■ Stated task
List every line of the material below that contains the string "window", treating uppercase and lowercase as different.

>> Begin

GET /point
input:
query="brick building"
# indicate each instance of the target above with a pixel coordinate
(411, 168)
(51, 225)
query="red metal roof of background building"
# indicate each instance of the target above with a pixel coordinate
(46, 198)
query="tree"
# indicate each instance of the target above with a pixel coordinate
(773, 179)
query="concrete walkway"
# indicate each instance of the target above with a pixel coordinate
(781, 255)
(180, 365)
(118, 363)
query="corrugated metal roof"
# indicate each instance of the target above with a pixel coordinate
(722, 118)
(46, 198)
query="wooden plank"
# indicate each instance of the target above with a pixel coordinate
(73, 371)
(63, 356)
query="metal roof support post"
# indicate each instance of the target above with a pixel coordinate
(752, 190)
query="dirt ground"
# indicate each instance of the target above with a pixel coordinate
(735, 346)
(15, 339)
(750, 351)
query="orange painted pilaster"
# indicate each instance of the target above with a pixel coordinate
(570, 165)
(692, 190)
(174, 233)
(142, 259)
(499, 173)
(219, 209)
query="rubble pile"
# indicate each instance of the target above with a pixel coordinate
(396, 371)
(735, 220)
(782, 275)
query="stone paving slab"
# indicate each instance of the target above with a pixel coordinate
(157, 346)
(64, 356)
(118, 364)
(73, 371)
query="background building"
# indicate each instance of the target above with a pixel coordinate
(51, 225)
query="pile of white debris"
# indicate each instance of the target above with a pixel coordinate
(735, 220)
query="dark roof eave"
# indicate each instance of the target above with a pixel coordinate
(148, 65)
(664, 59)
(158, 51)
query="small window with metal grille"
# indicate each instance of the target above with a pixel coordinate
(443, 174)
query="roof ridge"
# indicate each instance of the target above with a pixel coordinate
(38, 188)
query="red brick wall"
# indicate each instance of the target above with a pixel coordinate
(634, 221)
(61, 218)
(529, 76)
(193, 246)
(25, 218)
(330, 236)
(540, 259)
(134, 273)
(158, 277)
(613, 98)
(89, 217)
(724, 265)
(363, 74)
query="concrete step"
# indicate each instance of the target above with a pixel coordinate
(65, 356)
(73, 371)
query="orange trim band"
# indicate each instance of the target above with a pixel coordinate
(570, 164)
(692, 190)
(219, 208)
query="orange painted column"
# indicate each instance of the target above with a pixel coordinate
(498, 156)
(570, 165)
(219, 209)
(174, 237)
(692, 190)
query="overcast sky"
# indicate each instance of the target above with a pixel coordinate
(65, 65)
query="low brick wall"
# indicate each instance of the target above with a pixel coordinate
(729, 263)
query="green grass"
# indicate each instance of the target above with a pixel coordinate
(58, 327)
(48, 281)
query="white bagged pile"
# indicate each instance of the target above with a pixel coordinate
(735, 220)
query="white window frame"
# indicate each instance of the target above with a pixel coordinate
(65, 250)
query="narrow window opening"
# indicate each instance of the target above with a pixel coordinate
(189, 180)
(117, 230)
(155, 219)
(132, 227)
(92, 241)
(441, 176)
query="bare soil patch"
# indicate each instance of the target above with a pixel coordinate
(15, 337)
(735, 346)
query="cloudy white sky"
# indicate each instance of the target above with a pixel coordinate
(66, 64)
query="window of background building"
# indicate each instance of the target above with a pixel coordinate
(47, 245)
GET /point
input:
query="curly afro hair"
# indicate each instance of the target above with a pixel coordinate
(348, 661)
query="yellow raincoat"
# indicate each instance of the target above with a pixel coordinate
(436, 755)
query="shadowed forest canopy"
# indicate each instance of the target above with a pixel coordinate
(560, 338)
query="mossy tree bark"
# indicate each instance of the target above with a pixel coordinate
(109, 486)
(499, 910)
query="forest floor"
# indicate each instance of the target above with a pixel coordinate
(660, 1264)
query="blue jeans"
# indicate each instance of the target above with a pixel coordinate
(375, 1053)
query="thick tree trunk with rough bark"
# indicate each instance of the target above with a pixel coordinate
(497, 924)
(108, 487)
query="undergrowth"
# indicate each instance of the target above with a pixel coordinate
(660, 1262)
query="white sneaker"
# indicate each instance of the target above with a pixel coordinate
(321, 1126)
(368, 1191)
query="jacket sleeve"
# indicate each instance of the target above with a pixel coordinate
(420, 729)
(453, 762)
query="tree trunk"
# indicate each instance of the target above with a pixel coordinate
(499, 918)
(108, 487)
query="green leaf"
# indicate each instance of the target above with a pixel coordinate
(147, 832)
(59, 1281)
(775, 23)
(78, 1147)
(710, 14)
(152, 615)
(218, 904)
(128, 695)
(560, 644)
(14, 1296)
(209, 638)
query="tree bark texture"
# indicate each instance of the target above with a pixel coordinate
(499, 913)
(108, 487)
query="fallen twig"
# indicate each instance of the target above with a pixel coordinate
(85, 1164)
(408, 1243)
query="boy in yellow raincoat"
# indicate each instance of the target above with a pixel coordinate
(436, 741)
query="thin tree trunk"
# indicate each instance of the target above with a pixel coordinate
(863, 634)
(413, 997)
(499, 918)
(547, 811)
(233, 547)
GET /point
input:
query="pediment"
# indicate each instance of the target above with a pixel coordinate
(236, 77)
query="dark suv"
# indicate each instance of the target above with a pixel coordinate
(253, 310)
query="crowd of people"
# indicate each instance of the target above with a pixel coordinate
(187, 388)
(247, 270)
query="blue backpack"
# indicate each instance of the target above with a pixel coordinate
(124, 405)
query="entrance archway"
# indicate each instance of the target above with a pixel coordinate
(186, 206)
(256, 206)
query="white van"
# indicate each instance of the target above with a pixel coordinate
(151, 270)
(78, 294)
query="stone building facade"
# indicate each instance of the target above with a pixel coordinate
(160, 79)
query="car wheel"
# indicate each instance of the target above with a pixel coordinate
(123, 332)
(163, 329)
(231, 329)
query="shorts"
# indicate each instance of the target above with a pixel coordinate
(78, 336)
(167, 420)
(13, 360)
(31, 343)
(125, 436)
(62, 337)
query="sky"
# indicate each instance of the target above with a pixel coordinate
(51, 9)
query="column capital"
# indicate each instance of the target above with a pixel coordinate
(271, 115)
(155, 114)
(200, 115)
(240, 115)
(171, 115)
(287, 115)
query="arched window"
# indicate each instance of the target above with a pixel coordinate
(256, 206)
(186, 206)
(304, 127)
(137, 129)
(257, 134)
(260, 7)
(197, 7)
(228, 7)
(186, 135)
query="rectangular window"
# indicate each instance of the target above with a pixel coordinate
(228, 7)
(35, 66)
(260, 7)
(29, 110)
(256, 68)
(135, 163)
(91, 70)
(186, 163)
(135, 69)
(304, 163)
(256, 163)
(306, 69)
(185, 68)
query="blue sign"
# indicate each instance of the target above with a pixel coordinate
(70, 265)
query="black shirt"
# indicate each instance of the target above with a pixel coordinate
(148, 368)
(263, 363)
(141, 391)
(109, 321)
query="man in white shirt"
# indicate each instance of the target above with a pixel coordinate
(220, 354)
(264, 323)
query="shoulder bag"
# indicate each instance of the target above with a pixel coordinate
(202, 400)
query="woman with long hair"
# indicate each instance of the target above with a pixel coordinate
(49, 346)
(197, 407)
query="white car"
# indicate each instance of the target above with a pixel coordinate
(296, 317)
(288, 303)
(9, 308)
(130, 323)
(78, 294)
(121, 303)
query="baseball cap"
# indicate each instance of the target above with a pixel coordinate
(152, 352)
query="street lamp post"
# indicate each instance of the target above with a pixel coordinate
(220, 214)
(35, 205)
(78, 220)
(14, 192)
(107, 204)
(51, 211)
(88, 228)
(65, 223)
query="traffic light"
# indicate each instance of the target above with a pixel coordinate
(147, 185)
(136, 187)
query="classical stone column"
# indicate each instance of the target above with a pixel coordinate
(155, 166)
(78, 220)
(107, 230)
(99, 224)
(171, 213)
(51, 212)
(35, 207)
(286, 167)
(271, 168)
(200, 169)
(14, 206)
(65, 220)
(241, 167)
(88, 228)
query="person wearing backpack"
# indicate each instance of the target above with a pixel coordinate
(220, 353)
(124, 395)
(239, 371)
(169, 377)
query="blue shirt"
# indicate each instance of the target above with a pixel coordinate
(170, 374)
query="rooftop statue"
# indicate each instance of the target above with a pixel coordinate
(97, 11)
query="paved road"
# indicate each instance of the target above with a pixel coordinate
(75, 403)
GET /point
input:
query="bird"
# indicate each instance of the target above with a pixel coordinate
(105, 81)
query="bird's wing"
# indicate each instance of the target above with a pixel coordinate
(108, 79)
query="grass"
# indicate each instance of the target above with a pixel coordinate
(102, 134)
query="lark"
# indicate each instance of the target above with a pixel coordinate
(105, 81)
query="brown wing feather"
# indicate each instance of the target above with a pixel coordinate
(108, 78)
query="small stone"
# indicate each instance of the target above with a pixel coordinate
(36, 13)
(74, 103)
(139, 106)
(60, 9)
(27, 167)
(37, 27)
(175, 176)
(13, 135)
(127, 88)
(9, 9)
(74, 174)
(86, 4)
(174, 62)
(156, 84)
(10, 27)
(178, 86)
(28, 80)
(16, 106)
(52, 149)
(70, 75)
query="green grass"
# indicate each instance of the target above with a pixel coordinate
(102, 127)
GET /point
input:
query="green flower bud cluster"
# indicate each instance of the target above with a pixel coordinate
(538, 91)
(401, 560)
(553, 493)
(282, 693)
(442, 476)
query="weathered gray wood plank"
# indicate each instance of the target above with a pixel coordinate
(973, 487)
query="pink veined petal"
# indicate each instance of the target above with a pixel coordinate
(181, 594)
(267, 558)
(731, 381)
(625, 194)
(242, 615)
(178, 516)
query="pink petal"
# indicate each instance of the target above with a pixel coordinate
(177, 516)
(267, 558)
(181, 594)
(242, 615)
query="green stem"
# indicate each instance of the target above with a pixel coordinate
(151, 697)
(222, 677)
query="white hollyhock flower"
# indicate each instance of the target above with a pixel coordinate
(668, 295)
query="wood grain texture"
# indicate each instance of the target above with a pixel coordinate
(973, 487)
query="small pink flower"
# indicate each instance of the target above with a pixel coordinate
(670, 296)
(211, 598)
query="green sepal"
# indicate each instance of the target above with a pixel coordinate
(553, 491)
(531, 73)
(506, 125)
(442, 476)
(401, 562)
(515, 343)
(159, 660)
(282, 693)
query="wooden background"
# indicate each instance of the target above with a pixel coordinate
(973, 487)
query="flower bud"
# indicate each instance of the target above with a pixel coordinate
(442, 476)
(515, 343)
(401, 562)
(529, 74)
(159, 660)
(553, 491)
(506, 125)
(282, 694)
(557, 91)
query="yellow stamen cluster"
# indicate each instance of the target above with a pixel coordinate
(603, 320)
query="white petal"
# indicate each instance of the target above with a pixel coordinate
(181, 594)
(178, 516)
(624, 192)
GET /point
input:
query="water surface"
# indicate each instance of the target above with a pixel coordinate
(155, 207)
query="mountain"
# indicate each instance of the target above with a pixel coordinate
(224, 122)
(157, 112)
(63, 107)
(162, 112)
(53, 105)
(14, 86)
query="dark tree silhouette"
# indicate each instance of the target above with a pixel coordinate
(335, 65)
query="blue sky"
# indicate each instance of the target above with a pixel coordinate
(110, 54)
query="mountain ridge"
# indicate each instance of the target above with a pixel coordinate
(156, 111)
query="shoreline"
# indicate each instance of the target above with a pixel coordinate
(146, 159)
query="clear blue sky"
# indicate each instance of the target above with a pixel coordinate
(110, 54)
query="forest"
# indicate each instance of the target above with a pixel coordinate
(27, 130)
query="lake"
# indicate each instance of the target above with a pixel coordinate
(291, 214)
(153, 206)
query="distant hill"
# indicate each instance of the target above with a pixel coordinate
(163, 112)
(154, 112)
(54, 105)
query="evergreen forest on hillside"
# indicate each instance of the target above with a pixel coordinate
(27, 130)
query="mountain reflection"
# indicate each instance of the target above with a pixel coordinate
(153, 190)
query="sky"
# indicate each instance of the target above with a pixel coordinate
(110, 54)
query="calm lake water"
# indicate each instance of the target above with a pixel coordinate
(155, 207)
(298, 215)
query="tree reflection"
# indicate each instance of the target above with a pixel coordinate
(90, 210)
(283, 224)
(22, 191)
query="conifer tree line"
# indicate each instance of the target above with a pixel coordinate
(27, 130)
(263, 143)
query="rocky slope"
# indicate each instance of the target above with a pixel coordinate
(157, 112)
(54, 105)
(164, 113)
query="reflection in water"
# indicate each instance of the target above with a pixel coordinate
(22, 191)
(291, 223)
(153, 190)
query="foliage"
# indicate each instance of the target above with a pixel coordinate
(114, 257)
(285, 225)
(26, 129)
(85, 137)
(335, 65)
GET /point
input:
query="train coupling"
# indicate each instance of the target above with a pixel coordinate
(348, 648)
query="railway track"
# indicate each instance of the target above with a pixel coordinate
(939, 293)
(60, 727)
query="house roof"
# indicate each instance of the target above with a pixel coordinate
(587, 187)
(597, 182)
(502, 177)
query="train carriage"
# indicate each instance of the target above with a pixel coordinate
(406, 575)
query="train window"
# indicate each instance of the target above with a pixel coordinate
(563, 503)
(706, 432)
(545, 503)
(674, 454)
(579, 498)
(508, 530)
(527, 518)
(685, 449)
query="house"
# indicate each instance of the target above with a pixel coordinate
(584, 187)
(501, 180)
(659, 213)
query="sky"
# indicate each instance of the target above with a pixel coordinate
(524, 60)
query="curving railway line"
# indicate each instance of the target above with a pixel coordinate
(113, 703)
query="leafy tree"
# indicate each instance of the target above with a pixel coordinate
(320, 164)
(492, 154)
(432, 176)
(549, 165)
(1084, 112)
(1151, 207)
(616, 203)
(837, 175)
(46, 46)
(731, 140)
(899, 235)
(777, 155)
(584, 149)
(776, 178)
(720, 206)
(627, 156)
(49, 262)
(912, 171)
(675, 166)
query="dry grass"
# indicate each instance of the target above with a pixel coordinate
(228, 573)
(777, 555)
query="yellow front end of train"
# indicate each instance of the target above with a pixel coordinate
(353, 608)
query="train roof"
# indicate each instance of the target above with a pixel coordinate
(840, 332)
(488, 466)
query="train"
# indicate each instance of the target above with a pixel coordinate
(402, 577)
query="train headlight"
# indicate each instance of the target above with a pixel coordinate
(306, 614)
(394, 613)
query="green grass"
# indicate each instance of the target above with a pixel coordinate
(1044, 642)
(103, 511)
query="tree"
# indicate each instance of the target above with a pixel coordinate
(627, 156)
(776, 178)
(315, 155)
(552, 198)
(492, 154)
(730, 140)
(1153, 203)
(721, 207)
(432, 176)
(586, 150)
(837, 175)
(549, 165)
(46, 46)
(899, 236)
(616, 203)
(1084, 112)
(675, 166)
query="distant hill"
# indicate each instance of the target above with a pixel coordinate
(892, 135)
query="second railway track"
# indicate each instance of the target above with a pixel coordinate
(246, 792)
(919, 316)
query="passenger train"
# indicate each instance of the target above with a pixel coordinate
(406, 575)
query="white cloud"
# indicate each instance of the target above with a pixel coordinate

>> End

■ Worked answer
query="small window with metal grille"
query="white window frame"
query="narrow window opening"
query="window of background building"
query="arched window"
query="rectangular window"
query="train window"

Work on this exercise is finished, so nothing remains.